── Supplied material
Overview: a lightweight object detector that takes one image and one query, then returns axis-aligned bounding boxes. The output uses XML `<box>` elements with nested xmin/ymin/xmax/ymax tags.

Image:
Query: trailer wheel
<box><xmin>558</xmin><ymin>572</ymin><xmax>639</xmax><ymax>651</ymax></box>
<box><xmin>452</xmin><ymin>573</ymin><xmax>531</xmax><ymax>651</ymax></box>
────
The problem:
Show each line of the listing in which the string "xmin" appears.

Exercise solution:
Overview: a lightweight object detector that takes one image and one query, then returns axis-aligned bounding boxes. The output uses XML `<box>` elements with nested xmin/ymin/xmax/ymax tags.
<box><xmin>558</xmin><ymin>572</ymin><xmax>639</xmax><ymax>651</ymax></box>
<box><xmin>452</xmin><ymin>573</ymin><xmax>531</xmax><ymax>651</ymax></box>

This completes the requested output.